* Exercise description:
Among the lines below, tally those holding the string "spider" and give the total only.

Items from a dataset:
"""

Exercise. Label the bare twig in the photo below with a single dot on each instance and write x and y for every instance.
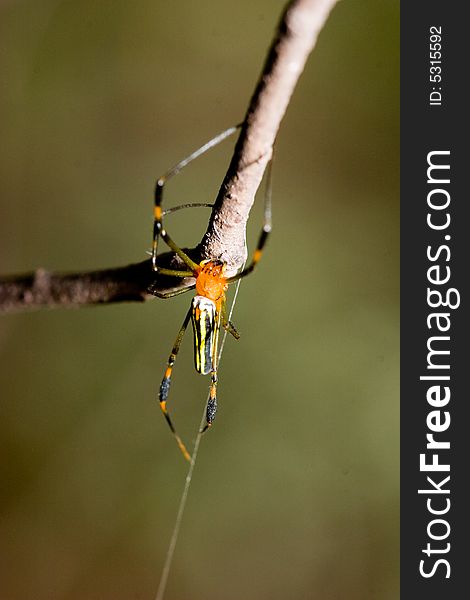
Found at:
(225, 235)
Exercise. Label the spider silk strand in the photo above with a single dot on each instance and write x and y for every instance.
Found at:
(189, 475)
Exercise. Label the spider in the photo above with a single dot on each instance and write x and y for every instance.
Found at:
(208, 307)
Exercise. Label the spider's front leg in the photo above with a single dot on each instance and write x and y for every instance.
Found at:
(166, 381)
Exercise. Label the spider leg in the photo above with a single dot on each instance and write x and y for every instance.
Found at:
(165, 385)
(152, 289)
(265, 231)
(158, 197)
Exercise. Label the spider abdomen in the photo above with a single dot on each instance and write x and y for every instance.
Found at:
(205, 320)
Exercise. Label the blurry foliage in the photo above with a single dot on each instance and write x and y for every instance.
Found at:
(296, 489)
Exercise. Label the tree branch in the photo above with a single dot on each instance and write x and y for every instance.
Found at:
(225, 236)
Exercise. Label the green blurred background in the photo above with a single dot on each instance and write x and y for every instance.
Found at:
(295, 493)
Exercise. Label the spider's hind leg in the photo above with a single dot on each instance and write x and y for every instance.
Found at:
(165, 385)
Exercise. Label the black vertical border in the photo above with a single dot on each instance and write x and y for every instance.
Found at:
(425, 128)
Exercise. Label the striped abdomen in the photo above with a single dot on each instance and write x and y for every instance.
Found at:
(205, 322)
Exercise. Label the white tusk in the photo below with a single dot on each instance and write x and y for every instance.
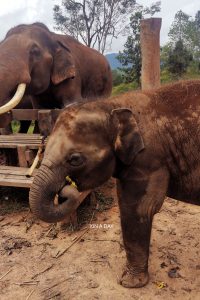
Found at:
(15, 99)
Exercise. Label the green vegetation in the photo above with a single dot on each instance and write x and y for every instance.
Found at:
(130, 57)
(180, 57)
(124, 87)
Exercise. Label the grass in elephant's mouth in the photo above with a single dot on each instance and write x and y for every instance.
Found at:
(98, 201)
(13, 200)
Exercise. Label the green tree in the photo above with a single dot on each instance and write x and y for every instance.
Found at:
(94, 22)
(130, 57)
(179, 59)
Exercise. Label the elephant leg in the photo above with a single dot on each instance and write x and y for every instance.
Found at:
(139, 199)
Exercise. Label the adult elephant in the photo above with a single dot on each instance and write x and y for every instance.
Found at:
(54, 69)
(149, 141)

"""
"""

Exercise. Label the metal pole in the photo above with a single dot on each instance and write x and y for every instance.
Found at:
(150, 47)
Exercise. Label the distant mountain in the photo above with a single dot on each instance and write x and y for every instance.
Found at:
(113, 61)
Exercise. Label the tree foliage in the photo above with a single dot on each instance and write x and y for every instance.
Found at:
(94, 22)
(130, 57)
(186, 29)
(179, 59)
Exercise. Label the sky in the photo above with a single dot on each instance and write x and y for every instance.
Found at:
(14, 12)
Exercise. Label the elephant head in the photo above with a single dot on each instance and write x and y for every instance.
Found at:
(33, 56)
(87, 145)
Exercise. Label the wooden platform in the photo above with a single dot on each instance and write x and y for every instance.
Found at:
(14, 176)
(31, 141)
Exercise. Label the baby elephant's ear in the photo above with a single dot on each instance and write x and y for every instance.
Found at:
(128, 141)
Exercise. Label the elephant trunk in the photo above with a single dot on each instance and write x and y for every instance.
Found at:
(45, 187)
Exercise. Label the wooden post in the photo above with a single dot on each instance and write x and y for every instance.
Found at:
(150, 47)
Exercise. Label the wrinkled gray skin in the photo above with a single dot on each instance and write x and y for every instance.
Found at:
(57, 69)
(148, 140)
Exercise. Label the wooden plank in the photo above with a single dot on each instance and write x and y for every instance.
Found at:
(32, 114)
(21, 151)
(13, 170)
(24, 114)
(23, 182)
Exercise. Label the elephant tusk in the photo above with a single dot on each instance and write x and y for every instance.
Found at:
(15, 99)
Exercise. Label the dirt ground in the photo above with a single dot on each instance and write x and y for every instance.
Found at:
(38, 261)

"""

* Problem solution:
6